• **Material for this task**:
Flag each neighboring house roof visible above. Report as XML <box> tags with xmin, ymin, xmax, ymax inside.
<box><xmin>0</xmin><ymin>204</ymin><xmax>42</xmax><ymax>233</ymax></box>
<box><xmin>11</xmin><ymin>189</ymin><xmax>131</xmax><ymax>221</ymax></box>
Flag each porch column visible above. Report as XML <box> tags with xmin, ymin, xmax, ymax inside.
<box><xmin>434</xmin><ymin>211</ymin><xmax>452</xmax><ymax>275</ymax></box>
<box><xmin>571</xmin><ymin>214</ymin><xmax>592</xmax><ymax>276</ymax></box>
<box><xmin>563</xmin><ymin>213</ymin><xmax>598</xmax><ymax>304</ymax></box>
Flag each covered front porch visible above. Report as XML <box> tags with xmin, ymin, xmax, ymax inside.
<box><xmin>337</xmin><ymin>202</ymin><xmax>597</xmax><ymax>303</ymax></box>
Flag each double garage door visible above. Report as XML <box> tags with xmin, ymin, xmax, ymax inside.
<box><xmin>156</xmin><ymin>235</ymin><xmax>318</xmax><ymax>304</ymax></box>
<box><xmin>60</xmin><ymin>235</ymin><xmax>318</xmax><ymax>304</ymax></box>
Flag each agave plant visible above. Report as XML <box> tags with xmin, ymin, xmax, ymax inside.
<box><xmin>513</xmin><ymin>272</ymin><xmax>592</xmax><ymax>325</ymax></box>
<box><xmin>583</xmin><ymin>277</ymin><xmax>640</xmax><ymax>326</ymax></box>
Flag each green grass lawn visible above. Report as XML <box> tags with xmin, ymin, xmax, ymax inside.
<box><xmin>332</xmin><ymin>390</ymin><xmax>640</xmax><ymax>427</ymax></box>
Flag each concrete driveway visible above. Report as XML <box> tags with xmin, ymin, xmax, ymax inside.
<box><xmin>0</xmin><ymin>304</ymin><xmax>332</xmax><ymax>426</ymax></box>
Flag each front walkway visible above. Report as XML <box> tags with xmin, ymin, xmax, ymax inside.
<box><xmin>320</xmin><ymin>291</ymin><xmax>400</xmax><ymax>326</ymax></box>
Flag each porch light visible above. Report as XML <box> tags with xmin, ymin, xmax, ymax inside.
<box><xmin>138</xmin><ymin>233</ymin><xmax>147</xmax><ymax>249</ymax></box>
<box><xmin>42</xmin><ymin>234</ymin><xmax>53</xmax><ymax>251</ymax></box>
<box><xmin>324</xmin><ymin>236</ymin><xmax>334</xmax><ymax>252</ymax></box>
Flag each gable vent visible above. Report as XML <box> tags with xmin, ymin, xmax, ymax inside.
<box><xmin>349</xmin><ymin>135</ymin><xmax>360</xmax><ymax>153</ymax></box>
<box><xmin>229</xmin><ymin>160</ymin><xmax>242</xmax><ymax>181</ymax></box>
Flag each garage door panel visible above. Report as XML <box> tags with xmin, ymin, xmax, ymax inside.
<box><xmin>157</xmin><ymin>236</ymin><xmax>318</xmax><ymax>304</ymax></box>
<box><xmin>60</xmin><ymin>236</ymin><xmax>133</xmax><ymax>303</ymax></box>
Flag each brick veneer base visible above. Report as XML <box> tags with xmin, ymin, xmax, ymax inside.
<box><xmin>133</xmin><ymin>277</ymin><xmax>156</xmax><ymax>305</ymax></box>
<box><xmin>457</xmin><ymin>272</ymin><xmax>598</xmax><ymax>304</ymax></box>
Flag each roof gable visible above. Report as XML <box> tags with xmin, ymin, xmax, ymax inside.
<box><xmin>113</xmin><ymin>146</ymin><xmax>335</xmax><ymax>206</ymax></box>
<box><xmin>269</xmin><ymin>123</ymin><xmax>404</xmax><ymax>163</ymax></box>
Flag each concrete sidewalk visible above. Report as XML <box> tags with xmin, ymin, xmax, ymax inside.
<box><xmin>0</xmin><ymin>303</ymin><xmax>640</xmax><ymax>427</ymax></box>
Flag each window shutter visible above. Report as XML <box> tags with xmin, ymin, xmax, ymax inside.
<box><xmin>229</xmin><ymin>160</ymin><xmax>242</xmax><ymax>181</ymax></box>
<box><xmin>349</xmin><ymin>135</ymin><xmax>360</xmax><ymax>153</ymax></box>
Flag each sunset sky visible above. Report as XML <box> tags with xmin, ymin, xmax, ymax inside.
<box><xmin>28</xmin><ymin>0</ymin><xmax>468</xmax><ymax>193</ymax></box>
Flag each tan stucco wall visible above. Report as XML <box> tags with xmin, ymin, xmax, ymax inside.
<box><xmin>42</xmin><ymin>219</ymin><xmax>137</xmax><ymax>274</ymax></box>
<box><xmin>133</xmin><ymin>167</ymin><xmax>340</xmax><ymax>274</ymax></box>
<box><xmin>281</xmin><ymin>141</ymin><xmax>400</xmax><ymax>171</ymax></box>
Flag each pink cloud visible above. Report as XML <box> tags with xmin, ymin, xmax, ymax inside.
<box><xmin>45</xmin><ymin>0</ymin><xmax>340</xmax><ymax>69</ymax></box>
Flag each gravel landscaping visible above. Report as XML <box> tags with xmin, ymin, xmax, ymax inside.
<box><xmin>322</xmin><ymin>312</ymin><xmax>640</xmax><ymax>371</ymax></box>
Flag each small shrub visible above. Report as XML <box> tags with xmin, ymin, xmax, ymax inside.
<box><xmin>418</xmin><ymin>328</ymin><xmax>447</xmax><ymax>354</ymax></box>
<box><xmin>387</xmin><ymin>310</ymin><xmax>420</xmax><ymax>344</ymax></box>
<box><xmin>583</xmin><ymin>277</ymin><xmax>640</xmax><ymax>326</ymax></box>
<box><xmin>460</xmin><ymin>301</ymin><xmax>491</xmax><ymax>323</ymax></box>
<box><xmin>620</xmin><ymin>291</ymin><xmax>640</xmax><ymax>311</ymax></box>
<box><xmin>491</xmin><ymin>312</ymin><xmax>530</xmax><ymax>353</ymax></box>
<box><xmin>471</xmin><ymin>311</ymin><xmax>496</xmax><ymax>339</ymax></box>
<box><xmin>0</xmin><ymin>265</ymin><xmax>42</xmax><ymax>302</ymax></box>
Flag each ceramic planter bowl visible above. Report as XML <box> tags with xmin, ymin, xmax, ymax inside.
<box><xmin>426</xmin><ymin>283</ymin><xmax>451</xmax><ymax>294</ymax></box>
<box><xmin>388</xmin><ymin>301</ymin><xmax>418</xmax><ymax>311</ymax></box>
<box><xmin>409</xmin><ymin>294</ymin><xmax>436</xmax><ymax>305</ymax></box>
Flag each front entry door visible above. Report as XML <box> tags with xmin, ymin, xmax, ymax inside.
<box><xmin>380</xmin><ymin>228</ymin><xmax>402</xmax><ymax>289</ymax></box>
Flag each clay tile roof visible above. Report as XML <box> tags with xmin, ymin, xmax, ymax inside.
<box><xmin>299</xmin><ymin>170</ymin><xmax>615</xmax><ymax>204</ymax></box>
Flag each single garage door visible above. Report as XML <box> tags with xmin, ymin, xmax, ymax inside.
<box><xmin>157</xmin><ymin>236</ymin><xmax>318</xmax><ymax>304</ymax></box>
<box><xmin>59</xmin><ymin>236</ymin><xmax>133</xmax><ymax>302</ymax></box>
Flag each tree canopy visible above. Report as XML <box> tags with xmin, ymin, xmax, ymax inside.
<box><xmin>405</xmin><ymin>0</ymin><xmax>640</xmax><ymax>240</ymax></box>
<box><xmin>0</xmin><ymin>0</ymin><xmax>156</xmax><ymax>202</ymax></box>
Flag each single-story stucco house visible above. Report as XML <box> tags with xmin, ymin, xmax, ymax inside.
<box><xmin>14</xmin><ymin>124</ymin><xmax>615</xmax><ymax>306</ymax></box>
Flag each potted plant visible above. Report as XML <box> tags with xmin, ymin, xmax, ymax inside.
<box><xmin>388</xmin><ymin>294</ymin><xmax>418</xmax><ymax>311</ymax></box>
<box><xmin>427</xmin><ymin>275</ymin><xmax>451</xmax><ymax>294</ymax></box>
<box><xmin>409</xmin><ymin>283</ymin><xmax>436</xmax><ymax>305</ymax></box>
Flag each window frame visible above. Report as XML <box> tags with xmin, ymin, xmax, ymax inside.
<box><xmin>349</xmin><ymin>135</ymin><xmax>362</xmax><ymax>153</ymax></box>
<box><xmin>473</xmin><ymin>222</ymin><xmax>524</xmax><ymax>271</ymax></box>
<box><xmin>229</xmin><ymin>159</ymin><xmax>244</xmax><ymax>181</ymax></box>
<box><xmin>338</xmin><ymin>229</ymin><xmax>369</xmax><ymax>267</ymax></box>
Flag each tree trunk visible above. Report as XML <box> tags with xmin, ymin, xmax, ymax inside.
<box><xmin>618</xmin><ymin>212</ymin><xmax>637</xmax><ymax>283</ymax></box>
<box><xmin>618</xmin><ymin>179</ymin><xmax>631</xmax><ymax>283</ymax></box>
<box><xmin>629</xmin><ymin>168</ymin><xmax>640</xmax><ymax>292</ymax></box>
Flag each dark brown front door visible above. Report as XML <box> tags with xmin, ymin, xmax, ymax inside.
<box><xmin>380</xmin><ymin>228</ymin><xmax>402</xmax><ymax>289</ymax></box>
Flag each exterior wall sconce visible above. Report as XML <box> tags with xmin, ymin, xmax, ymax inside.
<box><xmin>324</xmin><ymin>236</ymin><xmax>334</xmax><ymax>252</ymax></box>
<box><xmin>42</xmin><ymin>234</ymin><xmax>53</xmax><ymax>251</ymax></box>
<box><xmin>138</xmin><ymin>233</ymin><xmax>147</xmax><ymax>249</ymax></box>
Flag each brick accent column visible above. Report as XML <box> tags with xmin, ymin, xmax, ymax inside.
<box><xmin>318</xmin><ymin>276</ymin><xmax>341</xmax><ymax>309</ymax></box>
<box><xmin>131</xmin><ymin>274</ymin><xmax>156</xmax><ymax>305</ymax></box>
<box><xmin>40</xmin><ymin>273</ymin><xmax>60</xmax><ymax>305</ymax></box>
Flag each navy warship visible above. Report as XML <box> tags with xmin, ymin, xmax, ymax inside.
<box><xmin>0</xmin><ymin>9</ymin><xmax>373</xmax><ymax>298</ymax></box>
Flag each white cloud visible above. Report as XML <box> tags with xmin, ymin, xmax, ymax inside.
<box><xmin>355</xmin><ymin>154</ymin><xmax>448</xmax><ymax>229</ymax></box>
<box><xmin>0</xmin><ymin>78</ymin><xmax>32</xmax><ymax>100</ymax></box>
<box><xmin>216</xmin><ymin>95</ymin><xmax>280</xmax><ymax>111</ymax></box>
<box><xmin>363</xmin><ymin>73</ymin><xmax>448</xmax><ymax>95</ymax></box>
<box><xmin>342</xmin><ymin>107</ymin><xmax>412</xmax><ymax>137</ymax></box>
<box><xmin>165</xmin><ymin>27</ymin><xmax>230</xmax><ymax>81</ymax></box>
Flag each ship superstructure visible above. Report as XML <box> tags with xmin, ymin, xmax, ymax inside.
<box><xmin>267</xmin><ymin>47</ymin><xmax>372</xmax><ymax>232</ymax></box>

• **Task goal**: Which lines in the listing above contain the string "door"? Gather every one of them and copy each line out in full.

• **Answer to the problem**:
Flag each double garage door visible above. Report as XML <box> tags with xmin, ymin, xmax, ymax inside.
Flag each garage door panel visible above. Report as XML <box> tags with xmin, ymin, xmax, ymax inside.
Flag each front entry door visible above. Report as XML <box> tags with xmin, ymin, xmax, ymax inside.
Flag each single garage door visible above. Report as XML <box> tags with xmin, ymin, xmax, ymax inside.
Flag each dark brown front door visible above. Report as XML <box> tags with xmin, ymin, xmax, ymax inside.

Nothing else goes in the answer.